-- WORKING DATA start --

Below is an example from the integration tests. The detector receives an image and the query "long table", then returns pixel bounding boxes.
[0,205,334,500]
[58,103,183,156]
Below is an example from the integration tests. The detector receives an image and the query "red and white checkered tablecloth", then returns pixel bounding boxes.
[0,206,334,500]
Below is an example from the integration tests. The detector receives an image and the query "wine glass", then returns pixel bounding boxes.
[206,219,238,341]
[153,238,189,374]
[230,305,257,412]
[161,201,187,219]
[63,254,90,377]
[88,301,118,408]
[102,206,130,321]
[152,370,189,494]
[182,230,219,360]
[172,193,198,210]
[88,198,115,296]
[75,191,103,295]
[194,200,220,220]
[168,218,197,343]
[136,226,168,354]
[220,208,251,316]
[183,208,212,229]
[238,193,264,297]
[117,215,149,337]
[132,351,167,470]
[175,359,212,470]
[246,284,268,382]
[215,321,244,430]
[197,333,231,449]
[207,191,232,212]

-- WORKING DATA end --

• TO DO
Set down every line of the material above word for word, without changing anything.

• TASK OUTPUT
Below is an example from the integration tests. The detector receives an image and the query "long table", then returns pixel bounding boxes.
[0,205,334,500]
[58,103,183,156]
Below is an example from the integration tests. The detector receives an image and the query "red and white checkered tablecloth", then returns pixel bounding boxes.
[0,206,334,500]
Below is an example from the integration tests. The detector receives an image and the query "wine glass", then returns pixel bounding boxes.
[206,219,238,341]
[153,238,189,374]
[230,305,257,412]
[161,201,187,219]
[63,254,90,377]
[88,301,118,408]
[102,206,130,321]
[152,370,189,494]
[182,230,219,360]
[172,193,198,210]
[88,198,115,296]
[75,191,103,295]
[194,200,220,220]
[168,218,197,343]
[136,226,168,354]
[220,208,251,316]
[183,208,212,229]
[238,193,264,297]
[117,215,149,337]
[132,351,167,470]
[175,359,212,470]
[246,284,268,382]
[215,321,244,430]
[197,333,231,449]
[207,191,232,212]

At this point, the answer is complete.